[Dataset items]

————————

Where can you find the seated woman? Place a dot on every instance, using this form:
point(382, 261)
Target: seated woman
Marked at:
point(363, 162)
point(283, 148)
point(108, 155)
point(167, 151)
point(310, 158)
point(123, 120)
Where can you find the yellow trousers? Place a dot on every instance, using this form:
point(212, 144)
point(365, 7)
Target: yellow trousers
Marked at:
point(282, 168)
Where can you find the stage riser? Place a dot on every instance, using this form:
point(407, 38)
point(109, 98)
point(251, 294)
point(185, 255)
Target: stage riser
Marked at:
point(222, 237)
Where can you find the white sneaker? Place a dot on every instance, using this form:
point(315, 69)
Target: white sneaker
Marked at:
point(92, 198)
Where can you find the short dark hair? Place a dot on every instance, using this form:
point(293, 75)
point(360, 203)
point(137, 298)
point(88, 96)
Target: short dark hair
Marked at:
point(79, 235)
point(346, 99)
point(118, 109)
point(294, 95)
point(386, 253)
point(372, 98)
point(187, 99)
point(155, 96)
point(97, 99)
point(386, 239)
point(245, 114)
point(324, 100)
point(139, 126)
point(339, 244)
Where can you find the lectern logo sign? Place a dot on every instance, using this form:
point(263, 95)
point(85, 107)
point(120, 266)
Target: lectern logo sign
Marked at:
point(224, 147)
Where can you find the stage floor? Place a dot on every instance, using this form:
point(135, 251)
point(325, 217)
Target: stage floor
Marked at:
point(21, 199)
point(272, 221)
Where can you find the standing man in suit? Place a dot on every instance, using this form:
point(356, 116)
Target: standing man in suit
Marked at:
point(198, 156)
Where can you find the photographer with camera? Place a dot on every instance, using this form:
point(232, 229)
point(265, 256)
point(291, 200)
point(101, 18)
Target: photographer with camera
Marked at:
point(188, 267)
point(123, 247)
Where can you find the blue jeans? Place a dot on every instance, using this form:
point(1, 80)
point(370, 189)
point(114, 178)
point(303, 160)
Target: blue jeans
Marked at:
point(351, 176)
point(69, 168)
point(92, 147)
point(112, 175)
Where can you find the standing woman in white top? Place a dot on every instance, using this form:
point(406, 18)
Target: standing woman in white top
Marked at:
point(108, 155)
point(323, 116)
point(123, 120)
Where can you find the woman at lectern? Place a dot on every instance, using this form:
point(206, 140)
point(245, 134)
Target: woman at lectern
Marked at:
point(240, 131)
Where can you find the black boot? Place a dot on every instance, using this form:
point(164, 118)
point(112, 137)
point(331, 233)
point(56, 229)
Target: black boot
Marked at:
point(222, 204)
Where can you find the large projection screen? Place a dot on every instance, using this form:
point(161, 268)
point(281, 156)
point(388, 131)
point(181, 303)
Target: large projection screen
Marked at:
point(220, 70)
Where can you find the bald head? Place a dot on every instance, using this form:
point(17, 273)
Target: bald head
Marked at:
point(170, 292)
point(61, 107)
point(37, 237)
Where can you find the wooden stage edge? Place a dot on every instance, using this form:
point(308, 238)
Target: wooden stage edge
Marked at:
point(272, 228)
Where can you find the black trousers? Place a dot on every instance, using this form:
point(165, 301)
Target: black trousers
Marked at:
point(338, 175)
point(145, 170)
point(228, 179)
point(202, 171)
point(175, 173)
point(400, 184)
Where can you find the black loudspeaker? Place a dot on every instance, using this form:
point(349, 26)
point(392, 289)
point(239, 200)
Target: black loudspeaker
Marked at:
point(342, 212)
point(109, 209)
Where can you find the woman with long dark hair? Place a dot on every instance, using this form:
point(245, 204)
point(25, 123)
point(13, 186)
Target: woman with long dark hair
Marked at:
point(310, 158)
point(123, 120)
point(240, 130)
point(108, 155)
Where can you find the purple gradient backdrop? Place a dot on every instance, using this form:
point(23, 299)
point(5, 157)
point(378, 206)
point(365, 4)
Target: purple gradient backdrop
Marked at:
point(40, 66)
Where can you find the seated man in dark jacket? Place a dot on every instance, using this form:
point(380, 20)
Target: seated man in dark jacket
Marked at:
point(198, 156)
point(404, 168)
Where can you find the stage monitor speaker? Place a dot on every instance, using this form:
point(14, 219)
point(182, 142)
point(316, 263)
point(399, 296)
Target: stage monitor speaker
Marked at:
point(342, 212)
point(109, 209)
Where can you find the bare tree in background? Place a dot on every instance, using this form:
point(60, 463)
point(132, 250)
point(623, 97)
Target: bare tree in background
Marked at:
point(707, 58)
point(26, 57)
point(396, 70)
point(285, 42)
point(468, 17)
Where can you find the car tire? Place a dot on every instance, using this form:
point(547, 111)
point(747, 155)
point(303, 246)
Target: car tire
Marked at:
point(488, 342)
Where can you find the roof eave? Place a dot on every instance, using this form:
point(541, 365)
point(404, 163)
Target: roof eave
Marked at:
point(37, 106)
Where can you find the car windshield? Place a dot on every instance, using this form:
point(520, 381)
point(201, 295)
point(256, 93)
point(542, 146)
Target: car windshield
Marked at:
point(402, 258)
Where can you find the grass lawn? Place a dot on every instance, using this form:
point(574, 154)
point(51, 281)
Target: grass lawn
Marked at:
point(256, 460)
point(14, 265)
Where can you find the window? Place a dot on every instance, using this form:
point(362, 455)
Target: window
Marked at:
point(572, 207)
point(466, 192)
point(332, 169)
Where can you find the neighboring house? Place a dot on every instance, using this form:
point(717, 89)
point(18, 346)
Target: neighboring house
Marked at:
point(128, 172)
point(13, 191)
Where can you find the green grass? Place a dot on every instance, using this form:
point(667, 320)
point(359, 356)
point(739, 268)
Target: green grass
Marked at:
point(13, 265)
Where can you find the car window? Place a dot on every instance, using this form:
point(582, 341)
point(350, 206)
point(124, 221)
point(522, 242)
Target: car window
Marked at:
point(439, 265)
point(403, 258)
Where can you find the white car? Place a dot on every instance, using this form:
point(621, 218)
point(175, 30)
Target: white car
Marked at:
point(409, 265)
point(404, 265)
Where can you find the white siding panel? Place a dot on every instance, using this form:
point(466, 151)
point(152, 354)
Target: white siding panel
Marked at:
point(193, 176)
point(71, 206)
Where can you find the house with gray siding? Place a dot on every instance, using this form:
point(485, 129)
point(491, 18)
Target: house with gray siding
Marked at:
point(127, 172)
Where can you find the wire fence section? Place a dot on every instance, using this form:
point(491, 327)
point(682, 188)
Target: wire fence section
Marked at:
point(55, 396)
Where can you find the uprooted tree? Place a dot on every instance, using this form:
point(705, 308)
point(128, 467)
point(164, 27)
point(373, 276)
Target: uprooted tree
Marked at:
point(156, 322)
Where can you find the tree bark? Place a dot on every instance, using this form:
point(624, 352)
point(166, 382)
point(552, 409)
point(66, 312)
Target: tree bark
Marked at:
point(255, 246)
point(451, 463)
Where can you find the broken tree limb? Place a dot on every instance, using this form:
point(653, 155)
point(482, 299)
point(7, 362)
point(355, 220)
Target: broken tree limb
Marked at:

————————

▸ What this task involves
Reproduce the dataset items word for word, everything from the line containing "Where can you find the broken" down to the end of the records.

▸ The answer
Where can you find the broken tree limb? Place a dot on every instance, using this form:
point(653, 155)
point(482, 299)
point(7, 362)
point(355, 220)
Target: broken tree limb
Marked at:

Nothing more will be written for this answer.